▶ PAGE EXTRACT
Creator and showrunner Meaghan Oppenheimer confirmed on Monday that season three would be the show’s final chapter, just hours before the finale dropped on Hulu.
“After three amazing seasons of Tell Me Lies, tonight’s episode will be the series finale,” she wrote on Instagram.
The finale premiered Tuesday, February 17 at 12 a.m. ET.
For many viewers, the timing of the announcement came as a surprise.
This was “always the ending”
Oppenheimer insisted the conclusion had long been planned.
“This was always the ending my writing team and I had in mind, and we are insanely proud of it,” she wrote.
She revealed that strong audience response prompted conversations about whether there was “another organic way” to continue the story. Ultimately, the team decided the series had reached its “natural conclusion”.
She added that delivering “a complete story with an intentional ending” was a rare privilege in television.
A toxic love story that divided viewers
Based on Tell Me Lies by Carola Lovering, the series follows Lucy Albright and Stephen DeMarco, played by real-life couple Grace Van Patten and Jackson White, as their relationship spirals through manipulation, obsession and emotional fallout.
Set at the fictional Baird College in the mid-2000s, the Hulu drama became known for its psychological intensity and morally fraught dynamics.
White previously described Stephen as a “super villain”, a label many fans echoed as the show’s darker turns unfolded.
The ensemble cast also includes Spencer House, Sonia Mena, Catherine Missal, Alicia Crowder, Branden Cook, Costa D’Angelo and Tom Ellis.
Oppenheimer closed her message by thanking fans and teasing future projects.
“Thank you for loving our show. We are excited to bring you more stories in the near future.”
For now, the final episode is streaming, closing the Lucy and Stephen saga for good.
What to watch if you’re not ready to let go
If the finale has left a void, several series explore similarly complicated relationships, emotional manipulation and messy coming-of-age dynamics.
Normal People follows an on-and-off relationship shaped by miscommunication, insecurity and shifting power. Like Tell Me Lies, it captures how formative love can echo long after university ends.

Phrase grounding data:
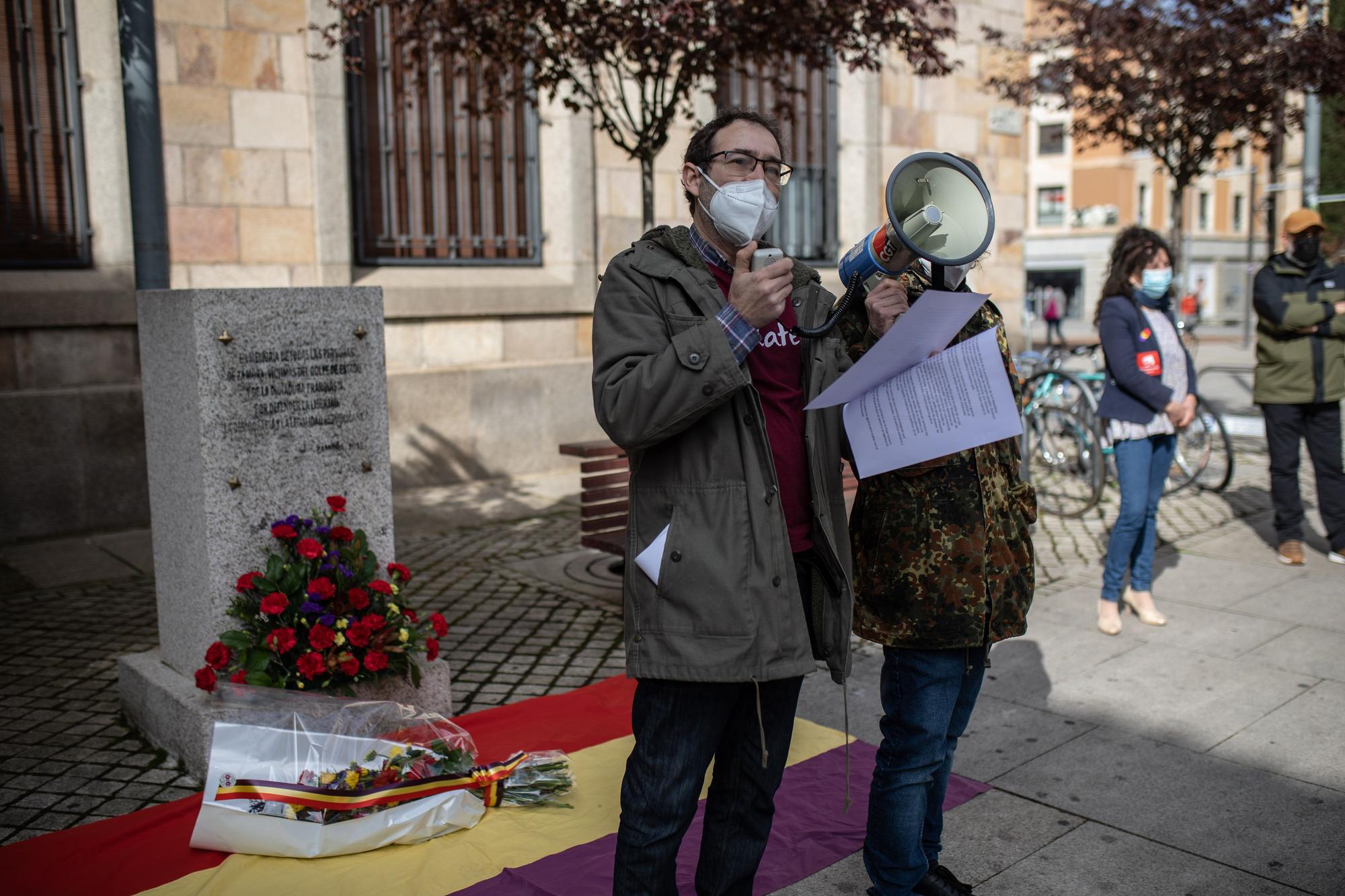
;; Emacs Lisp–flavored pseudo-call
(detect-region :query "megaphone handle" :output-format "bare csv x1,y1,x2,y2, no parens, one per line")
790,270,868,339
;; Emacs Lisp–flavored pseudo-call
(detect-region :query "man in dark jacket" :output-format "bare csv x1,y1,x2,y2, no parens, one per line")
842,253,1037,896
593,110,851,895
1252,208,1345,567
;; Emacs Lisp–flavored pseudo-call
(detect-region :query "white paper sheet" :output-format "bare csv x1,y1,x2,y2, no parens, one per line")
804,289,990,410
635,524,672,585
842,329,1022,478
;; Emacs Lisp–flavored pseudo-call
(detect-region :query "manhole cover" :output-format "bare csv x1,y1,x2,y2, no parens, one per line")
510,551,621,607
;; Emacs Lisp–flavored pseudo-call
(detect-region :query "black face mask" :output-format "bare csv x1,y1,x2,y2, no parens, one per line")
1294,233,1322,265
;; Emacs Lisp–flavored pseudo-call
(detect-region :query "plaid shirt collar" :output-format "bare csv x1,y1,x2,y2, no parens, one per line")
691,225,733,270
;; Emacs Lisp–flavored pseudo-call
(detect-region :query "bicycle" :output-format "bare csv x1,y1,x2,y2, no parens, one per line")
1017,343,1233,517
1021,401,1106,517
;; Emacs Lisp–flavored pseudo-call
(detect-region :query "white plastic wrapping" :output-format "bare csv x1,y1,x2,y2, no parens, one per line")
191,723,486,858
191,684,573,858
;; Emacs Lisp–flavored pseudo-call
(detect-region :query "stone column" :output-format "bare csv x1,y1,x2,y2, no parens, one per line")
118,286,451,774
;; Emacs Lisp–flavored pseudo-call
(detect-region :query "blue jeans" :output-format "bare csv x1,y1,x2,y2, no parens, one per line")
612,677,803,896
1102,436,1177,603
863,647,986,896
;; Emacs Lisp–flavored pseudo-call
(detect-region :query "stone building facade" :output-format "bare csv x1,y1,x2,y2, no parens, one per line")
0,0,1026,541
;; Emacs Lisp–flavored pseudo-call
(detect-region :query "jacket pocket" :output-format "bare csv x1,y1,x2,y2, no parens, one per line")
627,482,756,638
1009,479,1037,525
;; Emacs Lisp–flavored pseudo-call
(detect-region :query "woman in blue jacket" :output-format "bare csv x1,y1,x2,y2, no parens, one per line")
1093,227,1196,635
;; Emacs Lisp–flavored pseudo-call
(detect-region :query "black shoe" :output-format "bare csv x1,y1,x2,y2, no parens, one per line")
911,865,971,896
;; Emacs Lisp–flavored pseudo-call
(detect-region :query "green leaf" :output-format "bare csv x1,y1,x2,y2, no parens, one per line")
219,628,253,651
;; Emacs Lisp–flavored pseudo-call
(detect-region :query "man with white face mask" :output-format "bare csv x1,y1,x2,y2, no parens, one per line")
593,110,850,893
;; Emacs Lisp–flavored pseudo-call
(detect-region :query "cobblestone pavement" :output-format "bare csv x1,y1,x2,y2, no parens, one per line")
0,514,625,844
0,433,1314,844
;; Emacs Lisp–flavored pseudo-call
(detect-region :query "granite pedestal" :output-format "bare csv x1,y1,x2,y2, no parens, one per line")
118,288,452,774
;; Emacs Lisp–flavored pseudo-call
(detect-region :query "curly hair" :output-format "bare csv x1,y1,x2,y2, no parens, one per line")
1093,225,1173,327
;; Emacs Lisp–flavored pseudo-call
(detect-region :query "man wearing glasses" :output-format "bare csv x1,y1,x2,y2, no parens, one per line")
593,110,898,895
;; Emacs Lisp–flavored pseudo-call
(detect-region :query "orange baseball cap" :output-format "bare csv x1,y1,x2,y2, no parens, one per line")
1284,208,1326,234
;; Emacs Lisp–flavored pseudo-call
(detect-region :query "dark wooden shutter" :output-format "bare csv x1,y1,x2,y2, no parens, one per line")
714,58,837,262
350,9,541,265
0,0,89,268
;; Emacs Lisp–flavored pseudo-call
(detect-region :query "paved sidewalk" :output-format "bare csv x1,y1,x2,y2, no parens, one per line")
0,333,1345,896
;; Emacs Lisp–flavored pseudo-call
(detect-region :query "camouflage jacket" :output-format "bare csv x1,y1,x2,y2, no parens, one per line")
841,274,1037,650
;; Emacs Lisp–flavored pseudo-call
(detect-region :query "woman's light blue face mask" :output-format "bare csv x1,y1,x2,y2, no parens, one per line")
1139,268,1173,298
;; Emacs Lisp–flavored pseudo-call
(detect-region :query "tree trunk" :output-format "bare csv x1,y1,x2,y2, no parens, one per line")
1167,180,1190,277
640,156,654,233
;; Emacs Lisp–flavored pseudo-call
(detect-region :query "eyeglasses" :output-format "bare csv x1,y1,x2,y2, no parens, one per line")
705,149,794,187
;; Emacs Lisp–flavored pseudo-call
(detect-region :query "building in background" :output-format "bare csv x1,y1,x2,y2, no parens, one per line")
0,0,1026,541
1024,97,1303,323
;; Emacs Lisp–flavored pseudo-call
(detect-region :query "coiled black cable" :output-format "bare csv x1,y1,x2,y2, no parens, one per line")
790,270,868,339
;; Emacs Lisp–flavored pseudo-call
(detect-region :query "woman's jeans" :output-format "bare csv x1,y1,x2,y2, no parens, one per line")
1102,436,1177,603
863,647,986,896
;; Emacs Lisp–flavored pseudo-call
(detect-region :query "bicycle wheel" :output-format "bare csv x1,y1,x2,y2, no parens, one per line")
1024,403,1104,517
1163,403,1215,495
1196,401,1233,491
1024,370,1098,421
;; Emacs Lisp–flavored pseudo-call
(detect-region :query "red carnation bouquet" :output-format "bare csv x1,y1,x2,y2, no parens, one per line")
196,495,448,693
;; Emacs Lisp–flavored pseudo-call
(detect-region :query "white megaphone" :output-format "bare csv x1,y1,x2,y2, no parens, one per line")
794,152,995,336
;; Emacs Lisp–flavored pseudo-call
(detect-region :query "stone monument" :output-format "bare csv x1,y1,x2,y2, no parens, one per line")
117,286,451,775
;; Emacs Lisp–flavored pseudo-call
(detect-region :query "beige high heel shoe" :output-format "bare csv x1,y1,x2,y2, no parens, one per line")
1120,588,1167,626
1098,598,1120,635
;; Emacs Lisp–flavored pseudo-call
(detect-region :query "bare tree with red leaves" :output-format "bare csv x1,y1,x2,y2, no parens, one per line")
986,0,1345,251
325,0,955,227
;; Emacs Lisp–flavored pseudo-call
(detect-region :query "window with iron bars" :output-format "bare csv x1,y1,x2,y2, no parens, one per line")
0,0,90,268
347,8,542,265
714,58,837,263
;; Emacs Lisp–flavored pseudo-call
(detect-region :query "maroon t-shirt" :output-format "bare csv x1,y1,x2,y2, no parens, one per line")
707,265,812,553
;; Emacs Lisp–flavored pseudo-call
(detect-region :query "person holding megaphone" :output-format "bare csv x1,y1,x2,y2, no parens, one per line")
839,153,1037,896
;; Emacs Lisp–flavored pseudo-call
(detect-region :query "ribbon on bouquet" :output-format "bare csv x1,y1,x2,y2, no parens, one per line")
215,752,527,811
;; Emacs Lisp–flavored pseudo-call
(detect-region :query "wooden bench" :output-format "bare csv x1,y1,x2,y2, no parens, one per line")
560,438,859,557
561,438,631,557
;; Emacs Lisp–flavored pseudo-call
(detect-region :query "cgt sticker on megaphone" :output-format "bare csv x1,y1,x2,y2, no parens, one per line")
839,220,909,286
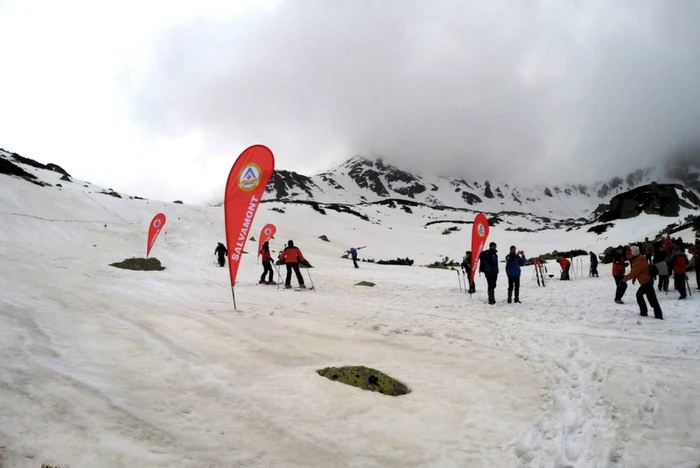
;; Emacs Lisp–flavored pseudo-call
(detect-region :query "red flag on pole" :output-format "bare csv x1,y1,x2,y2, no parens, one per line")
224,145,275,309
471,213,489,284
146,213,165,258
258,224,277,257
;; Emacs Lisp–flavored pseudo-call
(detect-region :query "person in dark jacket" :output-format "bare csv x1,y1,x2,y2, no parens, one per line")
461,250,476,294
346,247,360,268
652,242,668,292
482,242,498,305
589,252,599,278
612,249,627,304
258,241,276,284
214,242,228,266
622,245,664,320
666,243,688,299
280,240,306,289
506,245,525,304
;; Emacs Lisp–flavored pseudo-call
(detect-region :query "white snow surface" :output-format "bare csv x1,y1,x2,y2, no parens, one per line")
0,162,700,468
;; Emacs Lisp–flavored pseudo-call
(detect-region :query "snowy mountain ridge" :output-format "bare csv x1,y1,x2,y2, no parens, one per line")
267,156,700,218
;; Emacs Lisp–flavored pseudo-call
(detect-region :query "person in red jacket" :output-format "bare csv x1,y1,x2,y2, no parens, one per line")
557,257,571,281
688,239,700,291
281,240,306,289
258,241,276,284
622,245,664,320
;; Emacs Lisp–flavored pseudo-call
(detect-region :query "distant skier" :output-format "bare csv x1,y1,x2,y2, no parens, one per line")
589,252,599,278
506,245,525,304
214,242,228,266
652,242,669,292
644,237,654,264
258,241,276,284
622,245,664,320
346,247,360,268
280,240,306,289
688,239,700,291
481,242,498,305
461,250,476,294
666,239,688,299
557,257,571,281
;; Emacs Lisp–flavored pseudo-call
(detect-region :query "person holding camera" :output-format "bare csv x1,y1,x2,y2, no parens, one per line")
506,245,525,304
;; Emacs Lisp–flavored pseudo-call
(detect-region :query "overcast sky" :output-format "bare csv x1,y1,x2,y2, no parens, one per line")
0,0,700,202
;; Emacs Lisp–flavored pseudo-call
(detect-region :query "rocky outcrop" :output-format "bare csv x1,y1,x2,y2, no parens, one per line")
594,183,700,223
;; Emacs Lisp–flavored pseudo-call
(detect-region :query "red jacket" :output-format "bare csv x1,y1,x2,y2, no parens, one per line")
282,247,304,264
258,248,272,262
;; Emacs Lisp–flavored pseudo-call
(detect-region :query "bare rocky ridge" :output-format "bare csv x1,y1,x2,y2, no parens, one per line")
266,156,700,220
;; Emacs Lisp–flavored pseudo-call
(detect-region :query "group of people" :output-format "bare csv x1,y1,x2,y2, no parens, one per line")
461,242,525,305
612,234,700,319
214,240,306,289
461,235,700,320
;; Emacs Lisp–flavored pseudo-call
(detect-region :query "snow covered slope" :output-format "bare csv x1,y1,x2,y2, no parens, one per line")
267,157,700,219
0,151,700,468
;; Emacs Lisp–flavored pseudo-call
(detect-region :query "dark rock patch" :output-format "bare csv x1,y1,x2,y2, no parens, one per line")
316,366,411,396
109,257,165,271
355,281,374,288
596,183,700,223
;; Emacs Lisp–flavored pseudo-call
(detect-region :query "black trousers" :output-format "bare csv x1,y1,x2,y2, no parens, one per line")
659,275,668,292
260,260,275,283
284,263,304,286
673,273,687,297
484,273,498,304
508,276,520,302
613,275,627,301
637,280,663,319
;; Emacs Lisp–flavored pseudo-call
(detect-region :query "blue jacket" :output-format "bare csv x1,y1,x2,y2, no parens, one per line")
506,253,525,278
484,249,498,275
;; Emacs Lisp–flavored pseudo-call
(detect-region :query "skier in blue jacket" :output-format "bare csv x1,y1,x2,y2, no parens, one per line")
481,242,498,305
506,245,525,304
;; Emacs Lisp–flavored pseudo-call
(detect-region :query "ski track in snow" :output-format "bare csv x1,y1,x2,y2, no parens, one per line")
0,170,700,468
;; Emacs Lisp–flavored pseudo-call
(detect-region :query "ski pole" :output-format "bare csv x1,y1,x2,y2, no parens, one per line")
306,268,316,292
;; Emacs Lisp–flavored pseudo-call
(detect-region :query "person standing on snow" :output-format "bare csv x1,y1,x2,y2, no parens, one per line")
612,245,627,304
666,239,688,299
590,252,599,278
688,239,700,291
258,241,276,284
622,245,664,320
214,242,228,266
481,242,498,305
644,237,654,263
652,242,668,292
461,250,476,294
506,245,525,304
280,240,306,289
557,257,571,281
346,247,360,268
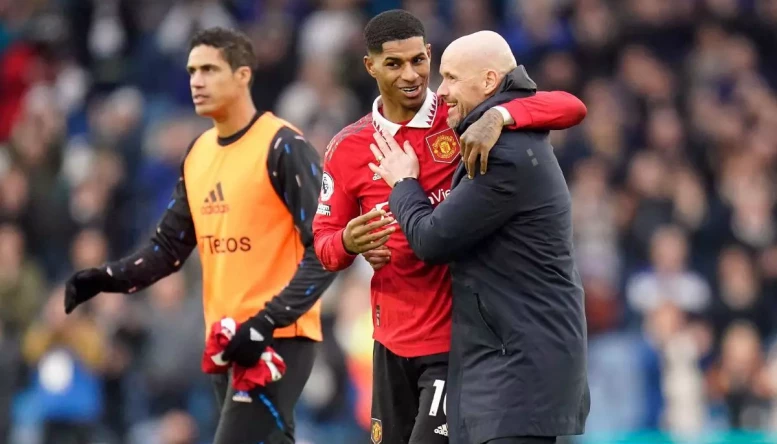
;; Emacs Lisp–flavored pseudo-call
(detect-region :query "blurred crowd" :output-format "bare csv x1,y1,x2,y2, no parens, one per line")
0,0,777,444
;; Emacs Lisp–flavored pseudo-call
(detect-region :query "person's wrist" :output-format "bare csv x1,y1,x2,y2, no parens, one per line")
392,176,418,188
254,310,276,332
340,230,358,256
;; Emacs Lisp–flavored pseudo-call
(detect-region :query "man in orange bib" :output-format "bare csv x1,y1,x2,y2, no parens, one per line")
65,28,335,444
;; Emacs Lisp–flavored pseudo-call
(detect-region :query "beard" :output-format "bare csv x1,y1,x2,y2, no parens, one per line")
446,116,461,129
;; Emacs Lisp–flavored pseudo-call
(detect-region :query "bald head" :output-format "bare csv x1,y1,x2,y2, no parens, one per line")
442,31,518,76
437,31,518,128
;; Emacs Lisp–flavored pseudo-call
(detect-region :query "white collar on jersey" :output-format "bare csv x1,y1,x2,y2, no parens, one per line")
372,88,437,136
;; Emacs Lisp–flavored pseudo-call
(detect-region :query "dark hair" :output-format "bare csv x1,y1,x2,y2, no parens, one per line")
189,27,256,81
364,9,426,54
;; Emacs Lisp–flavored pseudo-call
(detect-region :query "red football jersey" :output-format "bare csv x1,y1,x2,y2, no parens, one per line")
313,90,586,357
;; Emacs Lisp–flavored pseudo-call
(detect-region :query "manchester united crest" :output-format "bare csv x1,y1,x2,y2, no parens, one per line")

▶ WORK ORDER A
In the article on the Tell Me Lies finale, when did the finale premiere?
▶ WORK ORDER B
Reproduce the stretch of the article on the Tell Me Lies finale from "Set at the fictional" through "darker turns unfolded.".
You can ignore the entries.

▶ RESULT A
Tuesday, February 17 at 12 a.m. ET.

▶ RESULT B
Set at the fictional Baird College in the mid-2000s, the Hulu drama became known for its psychological intensity and morally fraught dynamics.
White previously described Stephen as a “super villain”, a label many fans echoed as the show’s darker turns unfolded.